◆ Task prompt ◆
Retype precisely the section of the data that starts at the line containing "board in the photo below" and runs to its final line, ends included.
Start of Records provided
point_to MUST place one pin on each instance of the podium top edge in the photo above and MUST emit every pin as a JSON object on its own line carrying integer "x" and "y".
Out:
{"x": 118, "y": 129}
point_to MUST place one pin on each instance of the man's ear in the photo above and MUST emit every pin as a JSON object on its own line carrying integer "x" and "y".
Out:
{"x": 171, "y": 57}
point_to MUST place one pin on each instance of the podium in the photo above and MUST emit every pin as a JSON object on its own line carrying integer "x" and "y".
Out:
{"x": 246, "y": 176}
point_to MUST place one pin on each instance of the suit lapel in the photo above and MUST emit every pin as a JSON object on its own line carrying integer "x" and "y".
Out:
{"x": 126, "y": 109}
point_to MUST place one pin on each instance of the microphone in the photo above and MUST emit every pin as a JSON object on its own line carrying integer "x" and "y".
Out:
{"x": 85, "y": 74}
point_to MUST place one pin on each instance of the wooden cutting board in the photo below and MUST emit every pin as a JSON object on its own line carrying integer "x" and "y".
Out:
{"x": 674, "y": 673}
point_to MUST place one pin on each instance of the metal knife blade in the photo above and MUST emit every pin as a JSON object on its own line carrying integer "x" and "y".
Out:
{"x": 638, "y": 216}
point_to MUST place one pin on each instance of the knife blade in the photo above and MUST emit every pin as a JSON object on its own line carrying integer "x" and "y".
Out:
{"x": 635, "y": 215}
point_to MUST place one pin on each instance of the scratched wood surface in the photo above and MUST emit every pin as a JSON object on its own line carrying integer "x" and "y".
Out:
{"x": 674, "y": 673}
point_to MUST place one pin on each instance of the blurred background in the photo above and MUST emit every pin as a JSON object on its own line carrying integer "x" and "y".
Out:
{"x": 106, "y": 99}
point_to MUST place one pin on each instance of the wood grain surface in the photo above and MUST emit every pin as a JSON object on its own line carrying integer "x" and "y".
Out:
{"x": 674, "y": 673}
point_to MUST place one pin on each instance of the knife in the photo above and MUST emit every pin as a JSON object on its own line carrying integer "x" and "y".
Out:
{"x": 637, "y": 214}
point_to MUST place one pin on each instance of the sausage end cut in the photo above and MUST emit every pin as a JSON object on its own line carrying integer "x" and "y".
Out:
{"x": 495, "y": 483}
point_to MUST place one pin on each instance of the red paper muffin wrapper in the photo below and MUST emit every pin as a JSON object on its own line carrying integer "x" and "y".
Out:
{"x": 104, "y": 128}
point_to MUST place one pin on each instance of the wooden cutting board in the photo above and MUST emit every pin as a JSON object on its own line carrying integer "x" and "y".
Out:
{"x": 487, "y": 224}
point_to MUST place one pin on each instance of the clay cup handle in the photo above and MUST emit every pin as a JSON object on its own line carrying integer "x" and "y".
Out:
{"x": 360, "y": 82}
End of Records provided
◆ Output for this exercise ◆
point_to MUST place one pin on each instance of the wooden cutting board in the photo below and MUST emit every pin as a JSON object on its own line carrying integer "x" and "y".
Out:
{"x": 674, "y": 673}
point_to MUST place one pin on each instance of the metal knife blade in the photo above and MUST emit every pin as a JSON object on its own line carrying integer "x" and "y".
Out:
{"x": 638, "y": 216}
point_to MUST place one pin on each instance of the knife blade in the photo above and MUST emit every pin as a JSON object on its own line carrying integer "x" and "y".
Out:
{"x": 635, "y": 215}
point_to MUST place one pin on each instance of the scratched wood surface in the photo above and MUST emit every pin as a JSON object on its own line carrying integer "x" and "y".
Out:
{"x": 674, "y": 673}
point_to MUST place one pin on each instance of the blurred background in the photo above and MUST emit every pin as a JSON object on its own line carrying integer "x" and "y".
Out:
{"x": 106, "y": 99}
point_to MUST place one pin on each instance of the wood grain surface in the photo above and MUST emit every pin as a JSON object on its own line carrying integer "x" and "y".
Out:
{"x": 674, "y": 673}
point_to MUST place one pin on each instance of the knife in the photo above and MUST emit every pin as a JSON object on its own line carrying integer "x" and "y".
Out:
{"x": 637, "y": 214}
point_to MUST place one pin on each instance of the sausage end cut in the photo above and MUST emit every pin as a JSON object on its own line carrying integer "x" and "y".
Out:
{"x": 495, "y": 483}
point_to MUST place one pin on each instance of the red paper muffin wrapper in the photo below and MUST emit every pin as a JSON object on its own line carrying integer "x" and "y".
Out:
{"x": 104, "y": 128}
point_to MUST place one pin on each instance of the wooden cutting board in the photo above and MUST emit every pin as a JSON object on its own line carrying integer "x" and "y".
Out:
{"x": 487, "y": 224}
point_to MUST place one pin on each instance of the clay cup handle in the photo above and MUST emit every pin as a JSON object on its own line carrying integer "x" and "y".
Out:
{"x": 360, "y": 82}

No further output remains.